:: Page text
Wednesday, December 11, 2013

Review: How Long the Night Is

Christine DeSimone
Lummox Press, 2013
80 pp/55 poems
$15.00
When Christine DeSimone writes about everyday life, it feels like she means it. There is nothing forced in her descriptions, whether they are bright or painful. We see this early on in her collection, How Long the Night Is, when the speaker ends a friendship in "The Penitent" as equally as we see it when a parent experiences a peaceful moment with his daughter in "Man Returns iPad Because He Missed Being Bored." The way DeSimone crystallizes these moments is, in fact, one of her strongest assets, and she does it again and again throughout her 55 poems.

The reason I am so drawn to that as a reader is because I see myself in these poems. "If I Was a Poet" brings to mind the hours I've spent on highways: seeing people others seem not to notice and finding myself intrigued by the things they do. "You take what you find, wherever it's found," a line from "Misplaced," speaks to the writing life. The final stanza of "Quitting Smoking" makes me think of being far from home:
     but perhaps it's like the redwoods
     you've visited: between the acres of dense,
     silent trees, there are sudden patches
     of emptiness, and maybe you are alone,
     but maybe someone is thinking of you
     as they exhale into the cold between the stars.
::::
== Problems and tasks ==
**1)** Reproduce the passage of the poetry review from "Review: How Long" up to and including "her 55 poems.".
**2)** Please carry on writing the review of How Long the Night Is, starting right after its last line.
:: Input data
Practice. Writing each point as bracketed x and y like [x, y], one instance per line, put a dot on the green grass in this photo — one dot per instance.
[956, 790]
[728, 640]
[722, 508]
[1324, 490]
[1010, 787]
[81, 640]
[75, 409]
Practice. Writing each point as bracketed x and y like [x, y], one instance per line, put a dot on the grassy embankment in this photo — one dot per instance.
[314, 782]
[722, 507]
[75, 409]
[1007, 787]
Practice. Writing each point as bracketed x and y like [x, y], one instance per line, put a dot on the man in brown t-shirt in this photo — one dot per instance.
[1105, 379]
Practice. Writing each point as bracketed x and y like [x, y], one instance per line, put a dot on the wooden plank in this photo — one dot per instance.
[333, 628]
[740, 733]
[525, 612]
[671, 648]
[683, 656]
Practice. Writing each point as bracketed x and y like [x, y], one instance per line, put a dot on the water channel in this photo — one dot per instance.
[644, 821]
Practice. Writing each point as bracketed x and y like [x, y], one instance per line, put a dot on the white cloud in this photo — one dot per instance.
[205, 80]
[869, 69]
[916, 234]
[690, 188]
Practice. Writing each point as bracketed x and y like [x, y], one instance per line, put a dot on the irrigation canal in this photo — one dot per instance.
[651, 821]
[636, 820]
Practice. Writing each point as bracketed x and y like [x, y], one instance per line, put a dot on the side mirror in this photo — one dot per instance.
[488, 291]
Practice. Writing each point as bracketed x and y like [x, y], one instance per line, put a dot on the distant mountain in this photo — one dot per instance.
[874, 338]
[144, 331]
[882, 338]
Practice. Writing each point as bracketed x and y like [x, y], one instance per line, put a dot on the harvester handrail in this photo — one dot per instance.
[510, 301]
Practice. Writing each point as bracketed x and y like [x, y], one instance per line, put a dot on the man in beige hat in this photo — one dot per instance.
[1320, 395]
::::
== Numbered responses ==
**1)**
Review: How Long the Night Is

Christine DeSimone
Lummox Press, 2013
80 pp/55 poems
$15.00
When Christine DeSimone writes about everyday life, it feels like she means it. There is nothing forced in her descriptions, whether they are bright or painful. We see this early on in her collection, How Long the Night Is, when the speaker ends a friendship in "The Penitent" as equally as we see it when a parent experiences a peaceful moment with his daughter in "Man Returns iPad Because He Missed Being Bored." The way DeSimone crystallizes these moments is, in fact, one of her strongest assets, and she does it again and again throughout her 55 poems.

**2)**
At the same time, DeSimone is able to slip into various personae and draw me into those voices, even if I find nothing of myself in them. "Letter from Zelda," an imagined missive from Mrs. Fitzgerald to F. Scott, is the strongest of the persona poems in this collection, thanks in part to its attention to detail. Similarly, when she steps into her mother's voice in "Mother Fills Out the Restraining Order," DeSimone sheds light on the reality of abuse in a way that official paperwork never can, as evidenced by the clinical, bureaucratic excerpts presented in the poem.

The best display of DeSimone's poetic prowess, however, is "Spellcheck Suggests the Following Replacements," in which she shifts from one subject to another effortlessly based on incorrect words alone. As writers, we of course know that there is nothing effortless about it, but the fact that the poet makes it feel thus speaks volumes about her abilities. This sense of ease can be found throughout the whole collection, which is worth the read both for phrases like "My telephone rings were wolfwhistles," in "Inheritance," and for poems that are at once personal and universal.